─── PROVIDED TEXT
Yes, it was delicious, Dinant said.
Then he got home and had a Tootsie Roll. Then, he ate a Klondike ice cream bar.
The breakdown came late February after months of following a lean diet. It also came with consequences.
"When I woke up the next day, I had a horrible stomach ache," Dinant said. "My trainer said once you're on the diet, you can try to go back and have a day where you binge on bad food and it's going to give you a stomach ache."
One of them is Dinant, a Las Vegas, Nevada resident, who wanted to get a six-pack by summer in time for his 10-year high school reunion. He also wants to show off a chiseled stomach on his blog called "Naked Boy News," where he stands shirtless to give "the naked truth about today's news."
The junk food breakdown came after almost two months of staying on a lean diet. The self-described "candyaholic" often craved his favorite treats like York Peppermint patties, macaroons, Mounds bars and Coca Cola.
"The key to falling off the wagon is not to stay off the wagon," said Gregg Avedon, a certified fitness trainer and model whose chiseled six-pack has appeared on the cover of Men's Health magazine 18 times. "If you fall off the wagon for one day, the problem is it could lead to two days, three days, a week, then you fall off completely. Next thing you know, it leads to two weeks of binge eating."
Dinant has maintained his diet of 16 egg whites, one and a quarter-pound of meat, four cups of vegetables, potatoes and rice a day. He treats himself to one Tootsie Roll a day, and sometimes indulges in gelato.
Dinant's quest for six-pack abs -- which initially included 500 daily crunches -- brought attention from his neighbors, an egg company that ships him 15 dozen eggs every two weeks and news media such as USA Today and his hometown newspaper, Las Vegas Review-Journal and blogs.
Some people left words of encouragement for Dinant's quest for tight abs, but others were less supportive. A picture compared him to a toothpick. Another one showed a kitten shooting a shirtless Dinant.
"A lot of people said, 'You need to put on a shirt,'" he said, so Dinant set up a Web site called putonashirt.com where he compiled the comments.
The hate mail comes "when they see a thin guy trying to be more fit. They're jealous," Dinant said. The negative comments add fuel to his fire.
"I've wanted to do this before and last year, I had the same resolution," Dinant said. "I did it for two weeks and by January 15, it was time to move on. So I applied for iReport. I wanted people to follow it, so I'm motivated to do it. So many people are watching, so mentally, I have to do it. I put my mind to it. I have to do it." Watch Dinant's video
Dinant doesn't have a six-pack yet.
"You can see four," he said. "It's more defined. The middle two are coming in. I need a tan. I'm so white it's hard to see."
In January, Dinant's exercise regimen started with 500 stomach crunches a day, after hearing a Britney Spears interview about her sit-ups for toned abs. Dinant has abandoned the crunches and enlisted a personal trainer who has designed 11 core body exercises. For 20 minutes, Dinant performs 25 repetitions of the exercises, which include a floor bicycle, upward leg lifts and a type of sit-up where he lifts his legs and arms up at the same time.
He spends an hour jogging, doing cardio and lifting weights. He also changes his exercise routines and works out four to five times a week. Recently, Dinant lost his job in sales for a Las Vegas show, which he attributes to a sluggish economy. He still has his job as an emcee for a night club and on the bright side, he said he "can dedicate more time to work out."
──────
─── PROVIDED MATERIAL
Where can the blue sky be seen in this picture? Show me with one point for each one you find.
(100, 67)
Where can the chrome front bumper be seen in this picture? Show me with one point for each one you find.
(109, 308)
──────
» **PROMPT**: In the article about Dinant's quest for six-pack abs, reproduce word for word the part that opens with the words containing "The breakdown came" and closes with "and Coca Cola.".

» **REPLY**:
The breakdown came late February after months of following a lean diet. It also came with consequences.
"When I woke up the next day, I had a horrible stomach ache," Dinant said. "My trainer said once you're on the diet, you can try to go back and have a day where you binge on bad food and it's going to give you a stomach ache."
One of them is Dinant, a Las Vegas, Nevada resident, who wanted to get a six-pack by summer in time for his 10-year high school reunion. He also wants to show off a chiseled stomach on his blog called "Naked Boy News," where he stands shirtless to give "the naked truth about today's news."
The junk food breakdown came after almost two months of staying on a lean diet. The self-described "candyaholic" often craved his favorite treats like York Peppermint patties, macaroons, Mounds bars and Coca Cola.